Stored items from a collection

━━━━━━━━

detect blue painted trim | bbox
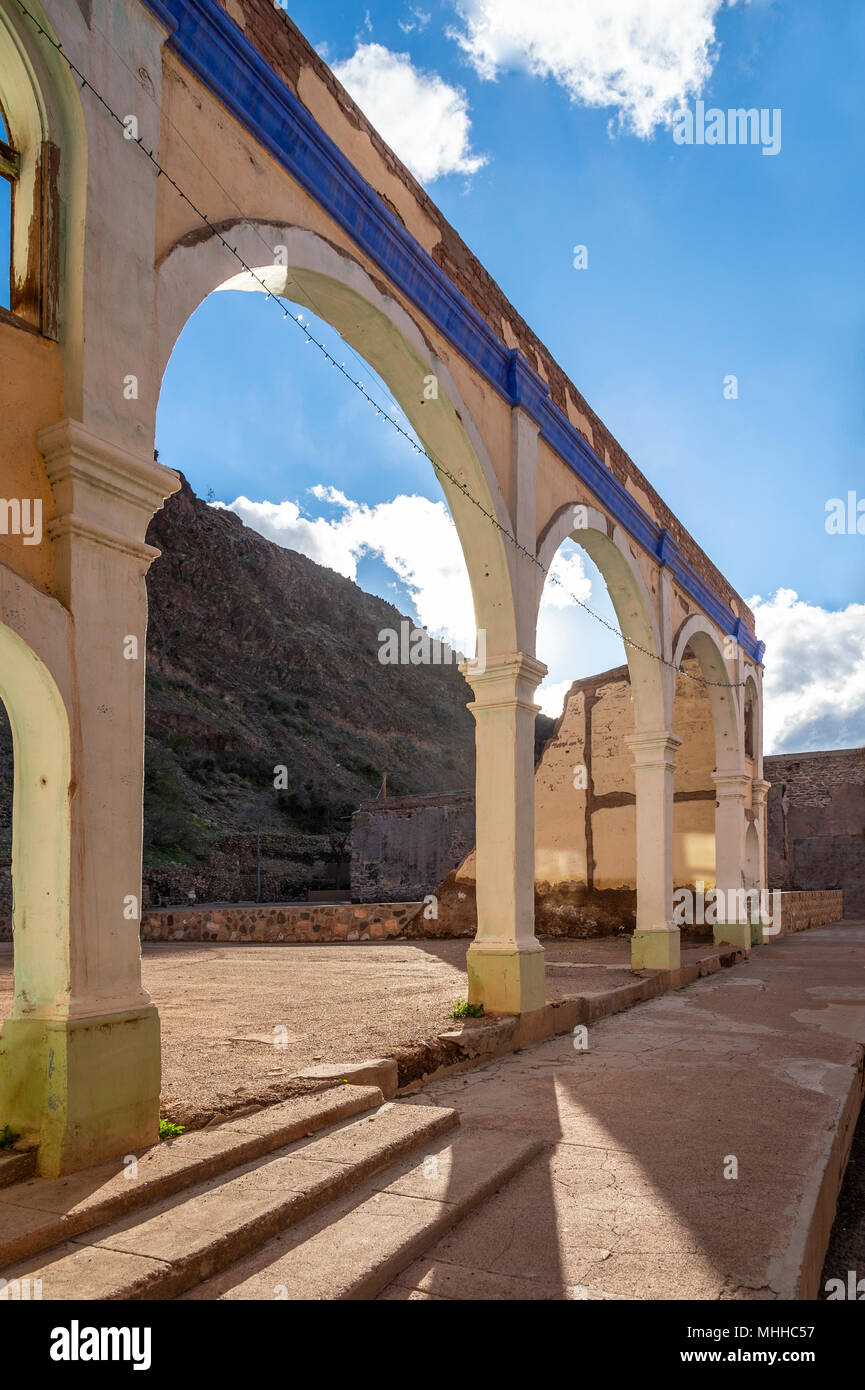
[142,0,763,665]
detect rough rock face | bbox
[0,474,478,919]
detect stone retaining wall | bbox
[778,890,844,933]
[139,900,425,944]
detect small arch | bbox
[672,614,741,772]
[743,673,762,775]
[536,502,666,731]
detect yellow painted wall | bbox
[0,318,59,594]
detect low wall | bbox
[777,890,844,933]
[139,900,424,943]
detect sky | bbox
[152,0,865,753]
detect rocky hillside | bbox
[141,475,482,895]
[0,475,481,909]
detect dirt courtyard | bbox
[0,936,712,1126]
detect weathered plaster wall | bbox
[0,319,59,592]
[531,658,716,895]
[766,748,865,918]
[351,660,719,938]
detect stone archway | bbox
[156,223,546,1014]
[535,504,683,970]
[672,615,752,951]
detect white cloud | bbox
[749,588,865,754]
[224,488,478,653]
[399,6,432,34]
[450,0,739,138]
[331,42,486,182]
[536,678,573,720]
[542,544,592,608]
[223,488,596,663]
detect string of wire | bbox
[16,0,748,691]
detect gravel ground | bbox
[0,933,714,1125]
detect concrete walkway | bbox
[0,935,711,1127]
[381,923,865,1301]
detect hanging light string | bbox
[16,0,747,691]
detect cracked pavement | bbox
[382,923,865,1301]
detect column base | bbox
[750,917,766,946]
[466,944,546,1014]
[713,921,752,953]
[0,1005,161,1177]
[630,928,680,972]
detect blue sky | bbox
[153,0,865,751]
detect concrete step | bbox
[0,1084,384,1268]
[1,1101,458,1300]
[183,1123,544,1301]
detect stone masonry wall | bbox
[766,748,865,919]
[778,890,844,933]
[140,900,424,944]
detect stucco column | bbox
[626,731,682,971]
[0,420,179,1175]
[712,770,752,952]
[463,652,547,1013]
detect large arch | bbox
[156,221,522,657]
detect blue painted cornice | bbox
[142,0,763,666]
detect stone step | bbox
[0,1084,384,1268]
[0,1150,36,1190]
[1,1101,459,1300]
[183,1124,544,1301]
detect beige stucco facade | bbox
[0,0,765,1174]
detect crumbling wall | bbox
[766,748,865,919]
[351,791,475,903]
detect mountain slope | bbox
[141,475,477,877]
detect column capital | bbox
[38,418,181,549]
[460,651,548,710]
[712,769,752,798]
[750,778,771,807]
[625,729,682,768]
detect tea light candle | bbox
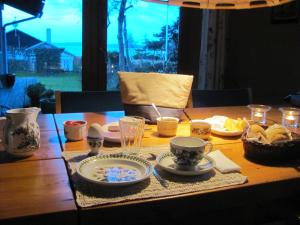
[248,105,271,124]
[279,107,300,128]
[254,112,263,119]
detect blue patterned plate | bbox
[156,152,215,176]
[77,154,153,186]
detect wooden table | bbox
[0,114,77,225]
[58,107,300,225]
[1,106,300,225]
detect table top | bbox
[1,106,300,224]
[0,159,77,222]
[60,107,300,204]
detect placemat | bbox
[63,146,247,208]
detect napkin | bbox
[208,150,241,173]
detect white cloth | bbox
[208,150,241,173]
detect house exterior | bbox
[6,29,75,73]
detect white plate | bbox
[77,154,153,186]
[102,122,121,143]
[211,127,243,137]
[204,116,243,137]
[156,152,215,176]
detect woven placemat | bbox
[63,146,247,208]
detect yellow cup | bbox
[157,117,179,137]
[190,120,211,140]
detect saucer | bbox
[156,152,215,176]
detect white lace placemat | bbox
[63,146,247,208]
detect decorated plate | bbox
[77,154,153,186]
[156,152,215,176]
[102,122,121,143]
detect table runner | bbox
[63,146,247,208]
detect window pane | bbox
[3,1,82,92]
[107,1,179,90]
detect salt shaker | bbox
[87,123,104,156]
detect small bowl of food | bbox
[63,120,87,141]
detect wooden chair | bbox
[55,91,123,113]
[188,88,252,108]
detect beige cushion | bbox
[118,72,193,109]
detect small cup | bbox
[157,117,179,137]
[190,120,211,140]
[170,136,213,170]
[87,137,103,156]
[63,120,87,141]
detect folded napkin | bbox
[208,150,241,173]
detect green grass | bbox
[16,72,82,91]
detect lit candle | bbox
[253,111,264,123]
[254,112,263,118]
[285,114,296,126]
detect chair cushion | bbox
[118,72,193,123]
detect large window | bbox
[107,1,179,90]
[3,1,82,91]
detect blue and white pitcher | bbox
[1,107,41,157]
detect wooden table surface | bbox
[0,159,77,225]
[1,106,300,225]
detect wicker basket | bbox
[242,132,300,161]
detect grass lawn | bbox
[16,72,82,91]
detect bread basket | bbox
[242,132,300,161]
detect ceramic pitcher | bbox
[1,107,41,157]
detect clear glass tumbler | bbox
[247,104,271,125]
[119,116,145,155]
[279,107,300,128]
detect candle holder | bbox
[279,107,300,128]
[247,104,271,125]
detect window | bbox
[107,1,180,90]
[3,0,82,91]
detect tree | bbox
[144,18,179,71]
[109,0,135,71]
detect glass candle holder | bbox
[279,107,300,128]
[247,104,271,124]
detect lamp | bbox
[145,0,294,9]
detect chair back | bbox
[190,88,252,107]
[55,91,123,113]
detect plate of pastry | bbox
[102,122,121,143]
[204,116,247,137]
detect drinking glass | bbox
[247,104,271,124]
[279,107,300,128]
[119,116,145,155]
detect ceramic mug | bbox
[64,120,87,141]
[190,120,211,140]
[157,117,179,137]
[170,136,213,170]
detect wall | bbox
[226,5,300,104]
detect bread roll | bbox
[265,124,292,143]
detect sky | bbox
[2,0,179,55]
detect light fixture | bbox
[144,0,294,9]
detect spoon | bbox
[151,103,162,119]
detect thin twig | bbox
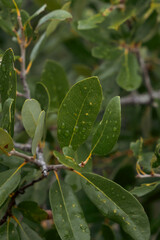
[14,142,31,152]
[15,5,30,99]
[136,173,160,178]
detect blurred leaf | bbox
[92,44,123,60]
[21,99,41,138]
[0,222,19,240]
[18,201,48,222]
[116,52,142,91]
[0,128,14,155]
[18,222,43,240]
[92,96,121,156]
[0,98,14,136]
[131,181,160,197]
[101,224,115,240]
[0,168,21,207]
[78,13,105,30]
[30,33,46,62]
[36,9,72,29]
[130,138,143,158]
[0,48,16,137]
[35,82,50,112]
[32,110,45,155]
[49,178,90,240]
[57,77,102,150]
[25,4,47,24]
[80,172,150,240]
[41,60,69,112]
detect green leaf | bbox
[17,222,43,240]
[57,77,102,150]
[91,96,121,156]
[35,82,50,112]
[0,98,14,136]
[116,52,142,91]
[25,4,47,24]
[30,33,46,62]
[92,45,123,60]
[0,128,14,155]
[32,110,45,155]
[131,181,160,197]
[0,168,21,207]
[18,201,48,222]
[0,222,19,240]
[53,150,81,171]
[49,178,90,240]
[78,13,105,30]
[21,99,41,138]
[36,9,72,29]
[80,172,150,240]
[0,48,16,136]
[41,60,69,112]
[101,224,115,240]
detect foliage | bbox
[1,0,160,239]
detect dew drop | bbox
[82,121,85,124]
[58,129,61,134]
[72,204,76,208]
[113,209,117,214]
[63,103,66,108]
[85,113,89,116]
[82,135,86,140]
[89,102,93,106]
[1,64,5,71]
[113,127,117,131]
[107,136,109,139]
[9,72,12,77]
[122,196,126,200]
[84,86,87,90]
[112,134,115,137]
[106,120,108,124]
[65,130,69,136]
[61,122,65,129]
[60,204,62,208]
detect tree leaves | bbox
[32,110,45,155]
[57,77,102,150]
[92,45,123,61]
[0,98,14,136]
[35,82,50,112]
[36,9,72,29]
[49,177,90,240]
[116,52,142,91]
[0,48,16,137]
[21,99,42,138]
[21,99,45,154]
[0,222,19,240]
[0,168,21,207]
[41,60,69,112]
[91,96,121,156]
[79,172,150,240]
[0,128,14,155]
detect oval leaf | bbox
[35,82,50,112]
[37,9,72,29]
[57,77,102,150]
[32,110,45,155]
[49,178,90,240]
[21,99,41,138]
[79,172,150,240]
[92,96,121,155]
[41,60,69,112]
[0,168,21,207]
[116,52,142,91]
[0,128,13,154]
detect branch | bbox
[14,142,31,152]
[15,4,30,99]
[120,90,160,105]
[136,173,160,178]
[0,175,46,226]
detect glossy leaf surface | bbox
[49,179,90,240]
[80,172,150,240]
[58,77,102,150]
[92,96,121,155]
[18,222,43,240]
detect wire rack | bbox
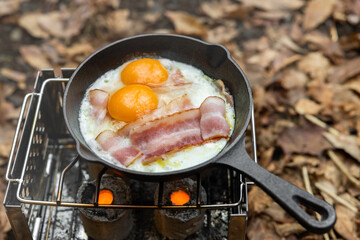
[5,69,257,210]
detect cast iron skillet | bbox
[63,34,336,233]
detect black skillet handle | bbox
[216,143,336,234]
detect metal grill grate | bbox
[4,69,257,239]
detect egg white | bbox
[79,58,235,172]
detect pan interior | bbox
[64,34,252,178]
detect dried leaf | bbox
[303,0,336,31]
[248,187,273,214]
[206,21,238,44]
[200,2,251,19]
[274,222,306,236]
[0,0,20,17]
[323,132,360,162]
[165,11,208,38]
[19,45,52,69]
[280,69,308,90]
[278,125,331,155]
[105,10,130,34]
[247,217,281,240]
[345,76,360,94]
[0,181,11,233]
[240,0,304,11]
[328,57,360,83]
[0,68,26,89]
[247,49,278,68]
[297,52,330,82]
[254,10,291,21]
[334,205,358,240]
[295,98,322,115]
[304,31,344,59]
[307,80,334,107]
[18,12,50,39]
[65,42,94,60]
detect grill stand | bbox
[4,69,257,239]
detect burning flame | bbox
[170,190,190,206]
[98,189,114,205]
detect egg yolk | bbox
[108,85,158,122]
[121,58,168,86]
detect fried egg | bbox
[79,58,235,172]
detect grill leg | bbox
[228,213,247,240]
[4,182,33,240]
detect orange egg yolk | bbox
[121,58,168,86]
[108,84,158,122]
[98,189,113,205]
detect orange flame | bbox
[170,190,190,206]
[98,189,114,205]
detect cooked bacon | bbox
[214,80,234,107]
[147,68,187,90]
[129,109,202,162]
[117,94,193,137]
[89,89,110,124]
[96,130,141,167]
[200,96,230,141]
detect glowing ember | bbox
[170,190,190,206]
[98,189,114,205]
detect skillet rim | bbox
[63,33,253,179]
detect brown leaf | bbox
[297,52,330,82]
[19,45,52,69]
[247,217,281,240]
[328,57,360,83]
[105,10,130,34]
[303,31,344,59]
[280,69,308,90]
[247,49,278,68]
[274,222,306,236]
[240,0,304,11]
[206,21,238,44]
[307,80,334,107]
[248,187,273,214]
[165,11,208,38]
[65,42,94,60]
[37,4,94,39]
[263,202,290,223]
[345,76,360,94]
[277,125,332,155]
[323,132,360,163]
[0,181,11,233]
[0,68,26,89]
[200,2,251,19]
[18,12,50,39]
[254,10,291,21]
[334,205,358,240]
[0,0,20,17]
[303,0,336,31]
[295,98,322,115]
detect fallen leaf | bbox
[201,2,251,19]
[105,10,130,34]
[0,181,11,233]
[65,42,94,60]
[0,0,20,17]
[37,4,94,39]
[286,155,320,168]
[303,31,344,59]
[323,132,360,162]
[18,12,50,39]
[19,45,52,69]
[248,187,273,214]
[263,202,290,223]
[328,57,360,83]
[165,11,208,38]
[303,0,336,31]
[334,205,358,240]
[274,222,306,236]
[306,80,334,106]
[280,69,308,90]
[295,98,322,115]
[271,53,302,74]
[206,21,238,44]
[277,125,331,155]
[254,10,291,21]
[247,217,281,240]
[247,49,278,68]
[345,76,360,94]
[297,52,330,82]
[0,68,26,89]
[240,0,304,11]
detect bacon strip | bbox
[117,94,193,137]
[200,96,230,141]
[129,109,203,162]
[96,130,141,167]
[89,89,109,124]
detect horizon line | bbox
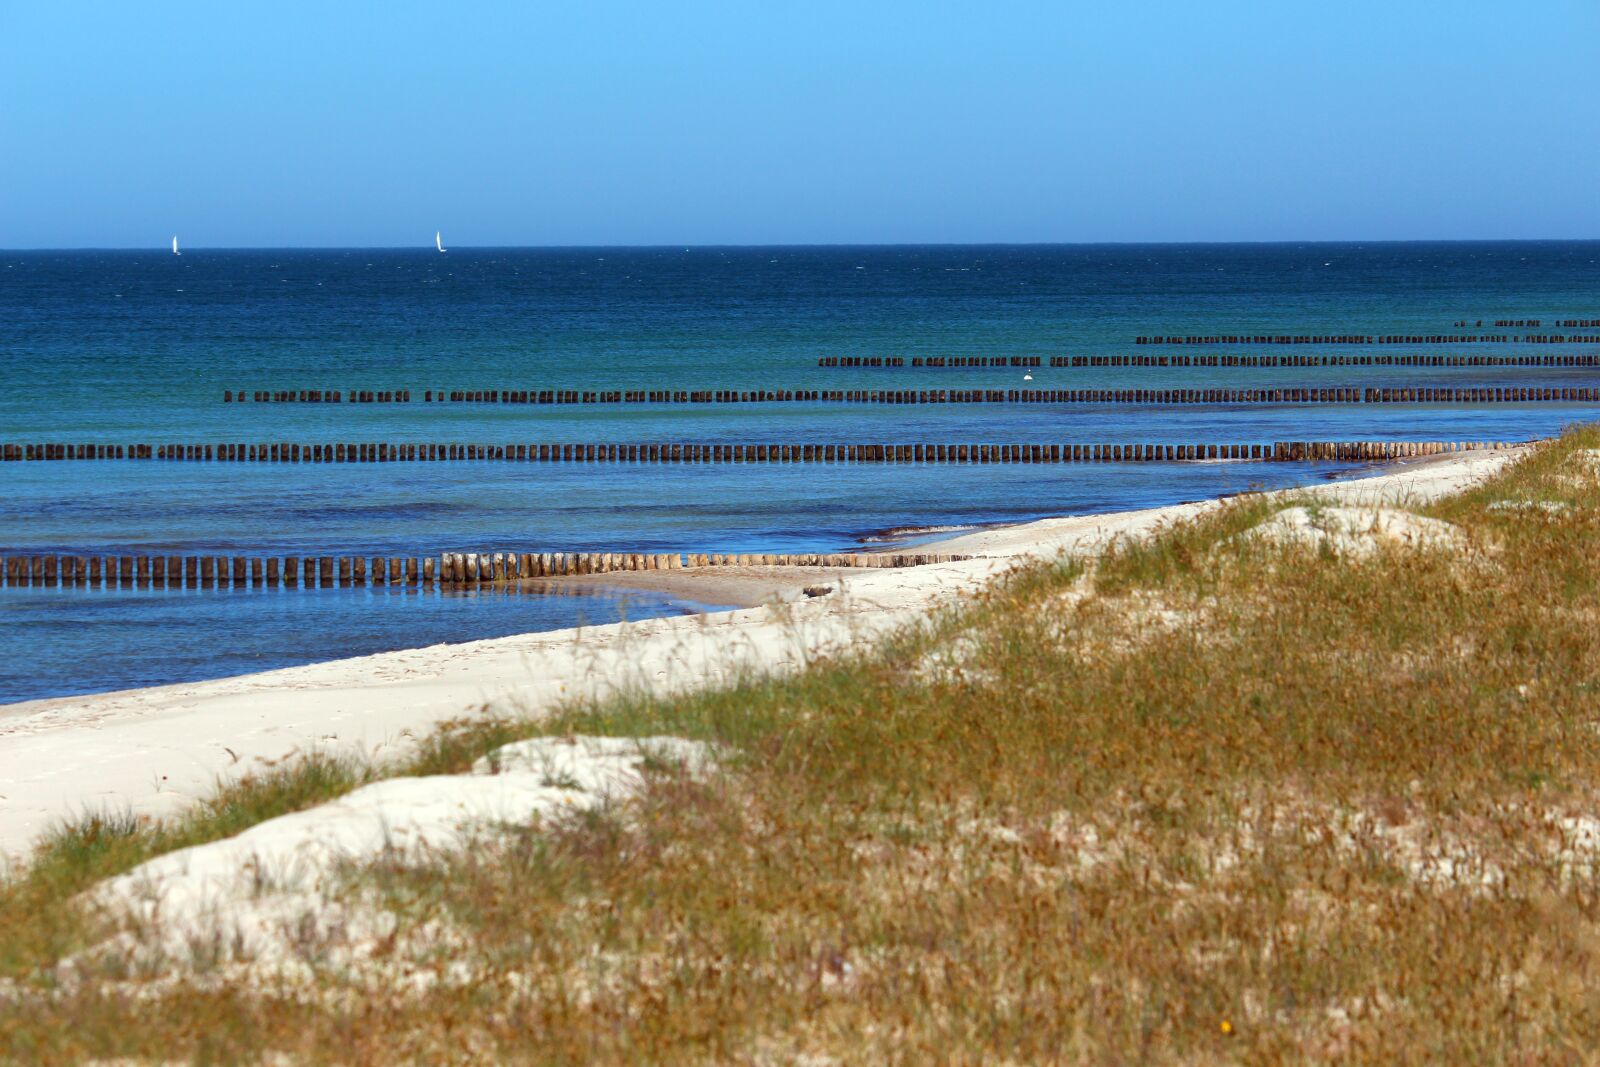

━━━━━━━━

What is expected
From the line that contains "detect egg yolk | bbox" to the last line of the data, print each line exactly, both ends included, and omit the pictures.

Result
detect egg yolk | bbox
[108,85,158,122]
[121,58,168,86]
detect fried egg | bbox
[79,58,235,172]
detect grill leg | bbox
[228,213,247,240]
[4,182,33,240]
detect orange egg yolk | bbox
[121,58,168,86]
[108,84,158,122]
[98,189,113,205]
detect orange flame | bbox
[170,190,190,206]
[98,189,114,205]
detect cooked bacon | bbox
[214,80,234,107]
[147,68,187,90]
[129,109,202,162]
[117,94,193,137]
[89,89,110,124]
[96,130,141,167]
[200,96,230,141]
detect glowing ember | bbox
[170,190,190,206]
[98,189,114,205]
detect skillet rim | bbox
[63,33,253,179]
detect brown leaf | bbox
[297,52,330,82]
[19,45,52,69]
[247,217,281,240]
[328,57,360,83]
[105,10,130,34]
[303,31,344,59]
[280,69,308,90]
[247,49,278,68]
[274,222,306,236]
[240,0,304,11]
[206,21,238,44]
[307,80,334,107]
[248,187,273,214]
[165,11,208,38]
[65,42,94,60]
[37,4,94,39]
[263,202,290,223]
[345,76,360,94]
[277,125,332,155]
[323,132,360,163]
[0,181,11,233]
[0,68,26,89]
[200,2,251,19]
[18,12,50,39]
[254,10,291,21]
[334,205,358,240]
[0,0,20,17]
[303,0,336,31]
[295,98,322,115]
detect fallen leaf | bbox
[201,2,251,19]
[105,10,130,34]
[0,181,11,233]
[65,42,94,60]
[0,0,20,17]
[37,4,94,39]
[286,155,320,168]
[303,31,344,59]
[323,132,360,162]
[18,12,50,39]
[19,45,52,69]
[248,187,273,214]
[263,202,290,223]
[328,57,360,83]
[165,11,208,38]
[303,0,336,31]
[334,205,358,240]
[274,222,306,236]
[306,80,334,106]
[280,69,308,90]
[295,98,322,115]
[271,53,302,74]
[206,21,238,44]
[277,125,331,155]
[254,10,291,21]
[247,217,281,240]
[247,49,278,68]
[345,76,360,94]
[297,52,330,82]
[0,68,26,89]
[240,0,304,11]
detect bacon strip | bbox
[117,94,193,137]
[200,96,230,141]
[129,109,203,162]
[96,130,141,167]
[89,89,109,124]
detect horizon line | bbox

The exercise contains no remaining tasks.